Brano di lettura:
--- --- ---

E’ stata, dunque, una scelta positiva quella di abbandonare il carattere
celebrativo che troppe volte ha contraddistinto le nostre manifestazioni
sulla Resistenza, per cercare di comprendere appieno ciò che è avvenuto in
Italia tra il ’43 e il ’45 e per cogliere il ruolo rappresentato dagli scioperi,
nel contesto complessivo della Resistenza; nel quale essi si inseriscono a
buon diritto, anche perché quelli del marzo 1943 furono solo l’avvio di un
movimento, che continuò con gli scioperi dell’estate, dell’autunno,
dell’inverno del ’43, per poi arrivare ai grandissimi scioperi della
primavera 1944, in concomitanza con le iniziative della Guerra di
Liberazione e in particolare della Resistenza armata.
La Resistenza, infatti, è stata una vicenda straordinaria, forse la più bella e
significativa della storia d’Italia; una vicenda che colpisce anche per la
sua complessità, perché la lotta armata si coniugò con la resistenza non
armata, nelle sue mille forme e manifestazioni, perché – per la prima volta
nella storia – si trovarono a reagire alla dittatura fascista e poi alla
occupazione tedesca, persone di varie ideologie, di varie professioni e
mestieri, uomini e donne uniti nella stessa ansia di libertà e di democrazia.
Anche se è ormai pacifico che gli scioperi, anche quelli del marzo 1943,
furono contrassegnati da una forte carica politica, è altrettanto sicuro che
essi furono effettuati da tanti lavoratori diversi per idee e per
consapevolezza, ma concordi nel cercare non solo la protesta ma anche il
riscatto. Così, in tutta la Resistenza, poterono operare insieme comunisti,
socialisti, cattolici, liberali, perfino monarchici e molti anche
semplicemente contrari al fascismo e ansiosi di libertà.
3
E’ in questo contesto che si inserisce l’esplosione del 5 marzo 1943 e dei
giorni seguenti, che lasciò stupiti e impreparati molti cittadini e molti
fascisti, questi ultimi – poi – pronti a reagire con la violenza del potere.
Ed è questa la ragione per cui sono contrario a ridurre la Resistenza ai
venti mesi che vanno dall’8 settembre 1943 al 25 aprile 1945 ed a
valorizzare soltanto gli aspetti della lotta armata.
La Resistenza fu un insieme di atti e di comportamenti, armati e non, diretti
a contrastare la prepotenza fascista, a liberare il Paese dalla dittatura e
dall’occupazione tedesca, a preparare un futuro di democrazia. Ed è in
questo complessivo contesto che vanno considerati anche gli scioperi,
come parte integrante di un movimento di liberazione estremamente
complesso e ricco.

--- --- ---

La richiesta:
Rispondi a queste domande sul brano sulla Resistenza, una risposta per riga:
(a) In quale data avvenne l'esplosione degli scioperi?
(b) Quali gruppi, oltre a chi era semplicemente contrario al fascismo, poterono operare insieme nella Resistenza?
(c) A quale periodo chi scrive si dice contrario a ridurre la Resistenza?
Le righe riportate qui non hanno alcun legame con il brano.

Righe archiviate:

--- --- ---

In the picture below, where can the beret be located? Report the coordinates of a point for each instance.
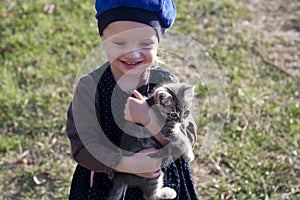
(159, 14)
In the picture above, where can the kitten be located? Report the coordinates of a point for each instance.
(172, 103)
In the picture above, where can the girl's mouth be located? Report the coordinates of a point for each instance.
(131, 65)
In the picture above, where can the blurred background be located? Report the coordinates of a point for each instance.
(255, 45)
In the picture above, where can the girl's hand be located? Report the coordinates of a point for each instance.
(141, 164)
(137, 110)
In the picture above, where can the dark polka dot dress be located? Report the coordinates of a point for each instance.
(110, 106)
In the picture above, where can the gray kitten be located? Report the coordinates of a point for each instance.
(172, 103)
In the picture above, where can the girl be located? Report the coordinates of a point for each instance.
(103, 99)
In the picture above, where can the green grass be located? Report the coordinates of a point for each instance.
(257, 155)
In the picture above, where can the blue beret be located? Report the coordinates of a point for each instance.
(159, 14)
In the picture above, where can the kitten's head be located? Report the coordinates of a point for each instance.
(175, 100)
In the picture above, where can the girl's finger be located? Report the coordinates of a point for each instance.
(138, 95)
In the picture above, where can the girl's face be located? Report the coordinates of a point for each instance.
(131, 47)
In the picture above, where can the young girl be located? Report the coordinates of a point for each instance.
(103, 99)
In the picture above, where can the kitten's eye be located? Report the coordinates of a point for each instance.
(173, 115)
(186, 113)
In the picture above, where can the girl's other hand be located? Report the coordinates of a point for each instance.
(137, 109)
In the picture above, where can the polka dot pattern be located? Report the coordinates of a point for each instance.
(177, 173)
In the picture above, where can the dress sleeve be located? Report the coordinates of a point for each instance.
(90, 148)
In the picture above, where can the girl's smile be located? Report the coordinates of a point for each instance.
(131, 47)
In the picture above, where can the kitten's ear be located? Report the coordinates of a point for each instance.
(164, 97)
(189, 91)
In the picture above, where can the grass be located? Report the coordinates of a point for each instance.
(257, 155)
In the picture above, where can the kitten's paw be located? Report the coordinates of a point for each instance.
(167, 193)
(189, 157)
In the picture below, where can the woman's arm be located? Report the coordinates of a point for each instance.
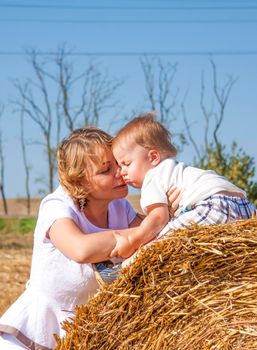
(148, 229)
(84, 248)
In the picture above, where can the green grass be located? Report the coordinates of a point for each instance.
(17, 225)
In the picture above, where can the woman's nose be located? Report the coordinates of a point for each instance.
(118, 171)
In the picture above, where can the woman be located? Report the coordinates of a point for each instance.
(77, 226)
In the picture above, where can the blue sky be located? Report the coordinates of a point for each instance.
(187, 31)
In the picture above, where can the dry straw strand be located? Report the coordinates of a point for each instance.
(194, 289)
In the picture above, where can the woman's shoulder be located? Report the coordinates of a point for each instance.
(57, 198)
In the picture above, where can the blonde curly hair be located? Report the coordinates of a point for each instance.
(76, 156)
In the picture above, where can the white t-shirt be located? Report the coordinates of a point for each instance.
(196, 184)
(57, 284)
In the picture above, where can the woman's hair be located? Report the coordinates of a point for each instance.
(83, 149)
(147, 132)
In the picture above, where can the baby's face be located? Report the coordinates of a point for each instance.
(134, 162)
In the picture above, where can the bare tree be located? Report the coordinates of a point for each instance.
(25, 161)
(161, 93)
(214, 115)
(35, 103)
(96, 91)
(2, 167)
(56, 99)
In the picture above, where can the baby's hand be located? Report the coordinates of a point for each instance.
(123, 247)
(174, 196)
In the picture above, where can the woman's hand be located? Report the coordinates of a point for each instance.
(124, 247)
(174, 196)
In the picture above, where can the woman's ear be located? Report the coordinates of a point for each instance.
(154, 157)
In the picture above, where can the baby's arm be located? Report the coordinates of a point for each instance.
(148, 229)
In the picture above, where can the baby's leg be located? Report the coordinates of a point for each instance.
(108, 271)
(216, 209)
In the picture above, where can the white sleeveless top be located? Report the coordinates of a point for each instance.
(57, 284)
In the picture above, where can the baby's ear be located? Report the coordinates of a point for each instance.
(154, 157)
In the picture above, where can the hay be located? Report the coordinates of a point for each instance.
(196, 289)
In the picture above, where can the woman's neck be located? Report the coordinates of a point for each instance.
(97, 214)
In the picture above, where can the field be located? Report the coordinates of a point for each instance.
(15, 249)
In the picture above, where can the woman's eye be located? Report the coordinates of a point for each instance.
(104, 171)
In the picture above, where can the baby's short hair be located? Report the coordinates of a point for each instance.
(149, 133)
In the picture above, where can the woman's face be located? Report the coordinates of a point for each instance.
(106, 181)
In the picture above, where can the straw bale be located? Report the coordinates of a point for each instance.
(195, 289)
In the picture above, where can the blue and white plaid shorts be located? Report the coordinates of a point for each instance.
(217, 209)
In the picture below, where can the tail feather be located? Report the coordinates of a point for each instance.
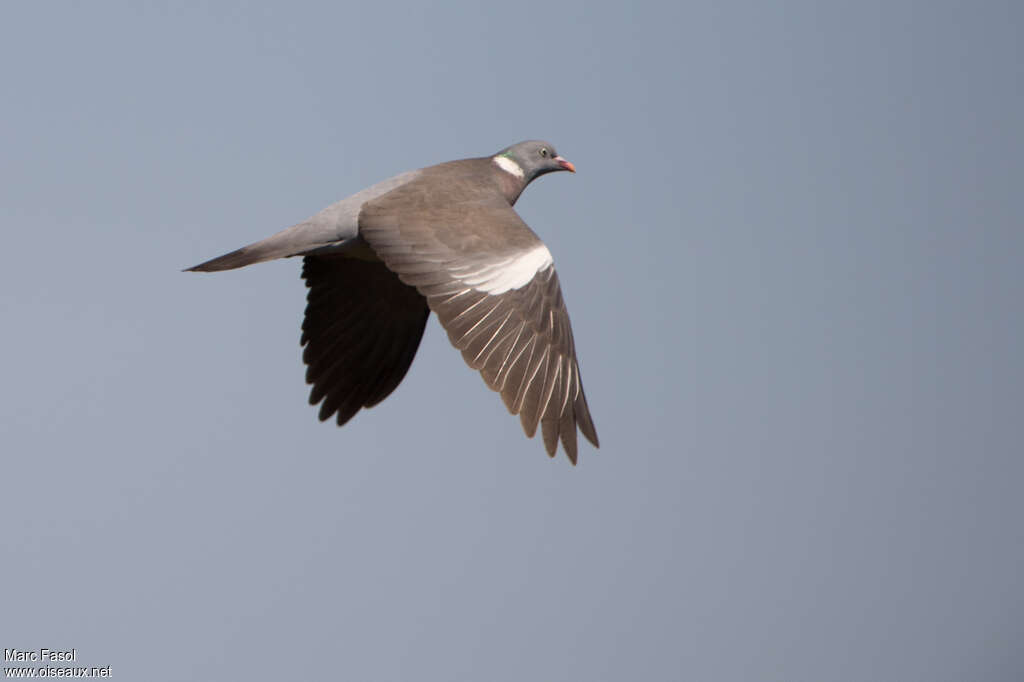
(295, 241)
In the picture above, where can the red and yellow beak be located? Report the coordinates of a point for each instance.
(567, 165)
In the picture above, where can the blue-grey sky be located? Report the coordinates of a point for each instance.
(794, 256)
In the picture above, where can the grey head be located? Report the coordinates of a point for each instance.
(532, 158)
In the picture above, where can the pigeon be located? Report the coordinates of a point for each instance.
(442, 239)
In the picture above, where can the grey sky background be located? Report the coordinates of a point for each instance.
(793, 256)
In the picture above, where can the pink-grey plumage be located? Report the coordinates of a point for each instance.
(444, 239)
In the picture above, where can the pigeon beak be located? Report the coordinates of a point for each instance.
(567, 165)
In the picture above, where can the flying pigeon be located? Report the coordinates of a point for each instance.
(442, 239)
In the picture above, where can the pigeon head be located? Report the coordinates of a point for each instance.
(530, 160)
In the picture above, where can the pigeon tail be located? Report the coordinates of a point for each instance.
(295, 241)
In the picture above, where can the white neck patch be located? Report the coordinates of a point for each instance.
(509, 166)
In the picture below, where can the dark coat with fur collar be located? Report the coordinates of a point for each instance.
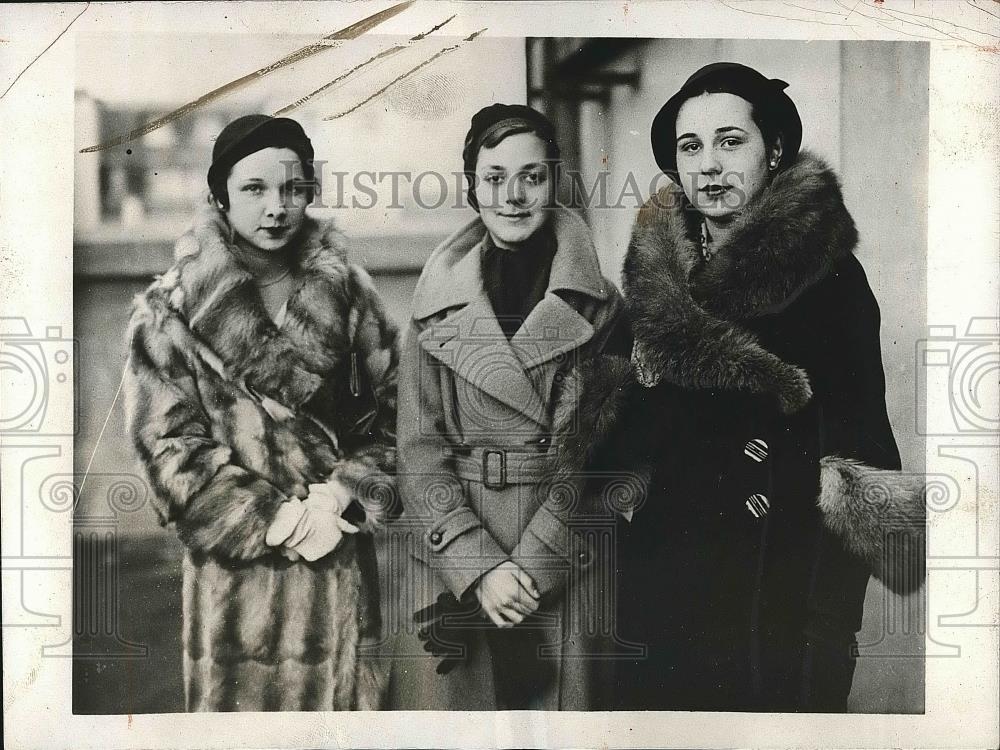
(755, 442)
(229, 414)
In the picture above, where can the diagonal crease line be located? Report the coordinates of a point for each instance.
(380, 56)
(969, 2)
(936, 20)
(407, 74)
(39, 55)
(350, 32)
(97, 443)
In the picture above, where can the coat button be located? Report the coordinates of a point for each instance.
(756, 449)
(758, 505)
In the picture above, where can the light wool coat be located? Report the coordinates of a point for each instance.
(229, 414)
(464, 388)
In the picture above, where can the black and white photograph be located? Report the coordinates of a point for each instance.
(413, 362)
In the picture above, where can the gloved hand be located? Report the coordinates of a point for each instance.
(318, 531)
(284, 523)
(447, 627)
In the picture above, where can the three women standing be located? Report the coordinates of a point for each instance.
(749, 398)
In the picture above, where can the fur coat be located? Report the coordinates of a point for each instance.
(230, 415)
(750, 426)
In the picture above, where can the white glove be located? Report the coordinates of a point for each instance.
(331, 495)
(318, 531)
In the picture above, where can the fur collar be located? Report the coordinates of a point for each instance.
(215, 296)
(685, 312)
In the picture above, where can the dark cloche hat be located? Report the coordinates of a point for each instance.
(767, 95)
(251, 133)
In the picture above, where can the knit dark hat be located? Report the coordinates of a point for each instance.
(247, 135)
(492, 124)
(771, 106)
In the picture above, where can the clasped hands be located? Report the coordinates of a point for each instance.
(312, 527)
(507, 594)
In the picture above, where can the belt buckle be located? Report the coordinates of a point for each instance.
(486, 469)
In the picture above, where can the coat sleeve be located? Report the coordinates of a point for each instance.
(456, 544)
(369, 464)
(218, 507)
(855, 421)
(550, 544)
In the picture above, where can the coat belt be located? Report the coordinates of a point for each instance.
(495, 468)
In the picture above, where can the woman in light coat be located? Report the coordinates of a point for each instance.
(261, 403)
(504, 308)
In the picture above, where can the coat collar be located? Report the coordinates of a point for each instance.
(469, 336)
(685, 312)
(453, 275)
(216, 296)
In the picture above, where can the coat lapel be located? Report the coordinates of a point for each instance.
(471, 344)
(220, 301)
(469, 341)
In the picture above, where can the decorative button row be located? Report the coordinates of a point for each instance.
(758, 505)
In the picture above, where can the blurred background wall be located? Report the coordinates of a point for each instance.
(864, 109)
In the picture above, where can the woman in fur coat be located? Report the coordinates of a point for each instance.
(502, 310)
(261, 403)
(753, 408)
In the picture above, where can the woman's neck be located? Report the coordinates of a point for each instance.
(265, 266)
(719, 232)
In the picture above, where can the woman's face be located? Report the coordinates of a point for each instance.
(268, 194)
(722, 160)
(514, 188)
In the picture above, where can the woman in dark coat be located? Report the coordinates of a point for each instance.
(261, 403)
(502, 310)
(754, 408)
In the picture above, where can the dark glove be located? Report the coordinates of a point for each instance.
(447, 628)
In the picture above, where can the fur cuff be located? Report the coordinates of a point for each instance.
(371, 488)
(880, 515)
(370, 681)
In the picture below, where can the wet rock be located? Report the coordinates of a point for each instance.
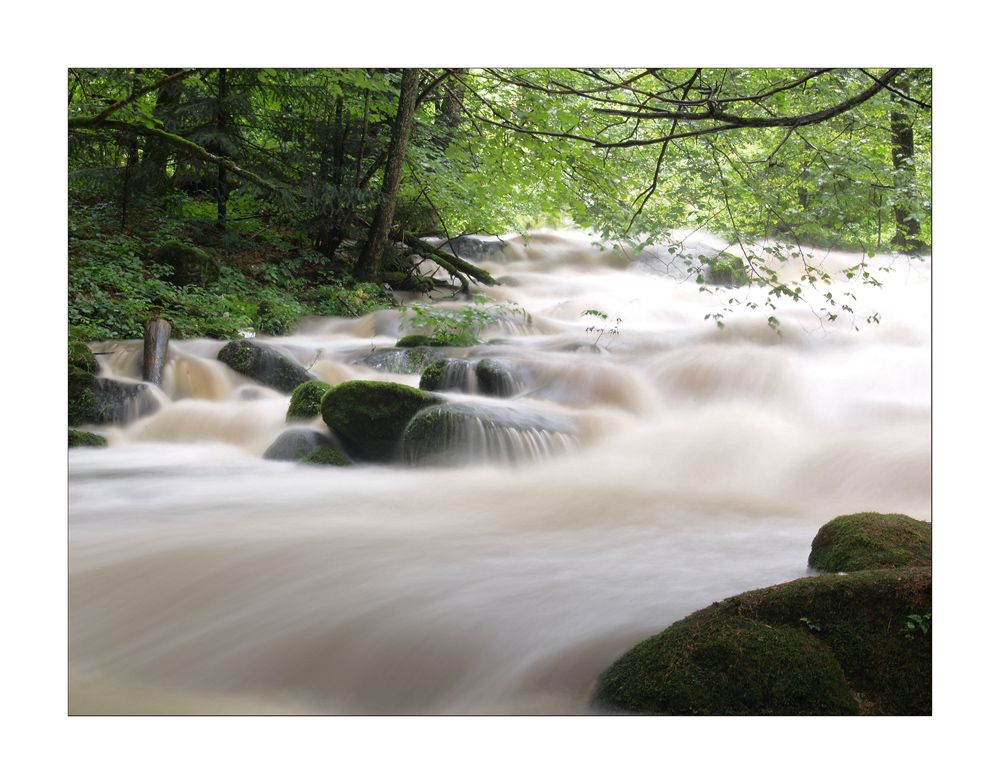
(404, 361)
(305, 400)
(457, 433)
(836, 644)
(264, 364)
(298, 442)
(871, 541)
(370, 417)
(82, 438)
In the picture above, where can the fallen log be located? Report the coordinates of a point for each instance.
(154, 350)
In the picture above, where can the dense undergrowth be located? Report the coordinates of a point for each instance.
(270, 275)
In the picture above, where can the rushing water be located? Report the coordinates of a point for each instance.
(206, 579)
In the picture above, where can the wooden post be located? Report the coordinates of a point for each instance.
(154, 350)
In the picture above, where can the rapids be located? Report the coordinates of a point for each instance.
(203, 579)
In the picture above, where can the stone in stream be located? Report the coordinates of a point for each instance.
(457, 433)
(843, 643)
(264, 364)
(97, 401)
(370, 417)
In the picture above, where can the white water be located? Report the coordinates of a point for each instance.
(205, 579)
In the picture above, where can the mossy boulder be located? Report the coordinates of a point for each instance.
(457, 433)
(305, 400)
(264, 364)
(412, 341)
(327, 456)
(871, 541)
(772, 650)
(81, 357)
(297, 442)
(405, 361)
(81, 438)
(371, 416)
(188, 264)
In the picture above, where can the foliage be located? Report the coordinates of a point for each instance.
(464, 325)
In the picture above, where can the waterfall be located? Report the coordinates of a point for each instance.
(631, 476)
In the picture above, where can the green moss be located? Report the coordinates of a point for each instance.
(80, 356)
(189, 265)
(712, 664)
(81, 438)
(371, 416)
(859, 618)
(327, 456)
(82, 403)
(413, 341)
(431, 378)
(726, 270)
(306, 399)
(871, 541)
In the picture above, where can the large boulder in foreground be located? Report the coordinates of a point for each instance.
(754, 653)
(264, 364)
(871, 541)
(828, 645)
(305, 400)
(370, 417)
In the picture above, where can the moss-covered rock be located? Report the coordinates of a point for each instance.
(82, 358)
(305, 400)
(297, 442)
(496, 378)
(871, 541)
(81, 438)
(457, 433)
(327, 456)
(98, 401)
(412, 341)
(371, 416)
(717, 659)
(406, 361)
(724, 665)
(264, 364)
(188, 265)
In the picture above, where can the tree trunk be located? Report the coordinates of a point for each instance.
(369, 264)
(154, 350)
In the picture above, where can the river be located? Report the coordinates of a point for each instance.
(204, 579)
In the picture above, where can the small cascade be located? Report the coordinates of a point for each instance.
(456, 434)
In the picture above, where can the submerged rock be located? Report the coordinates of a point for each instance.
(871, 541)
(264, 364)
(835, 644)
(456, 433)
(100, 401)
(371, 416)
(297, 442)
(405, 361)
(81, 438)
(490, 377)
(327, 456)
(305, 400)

--- --- ---

Compito svolto:
(a) Il 5 marzo 1943.
(b) Comunisti, socialisti, cattolici, liberali e perfino monarchici.
(c) Ai venti mesi che vanno dall'8 settembre 1943 al 25 aprile 1945.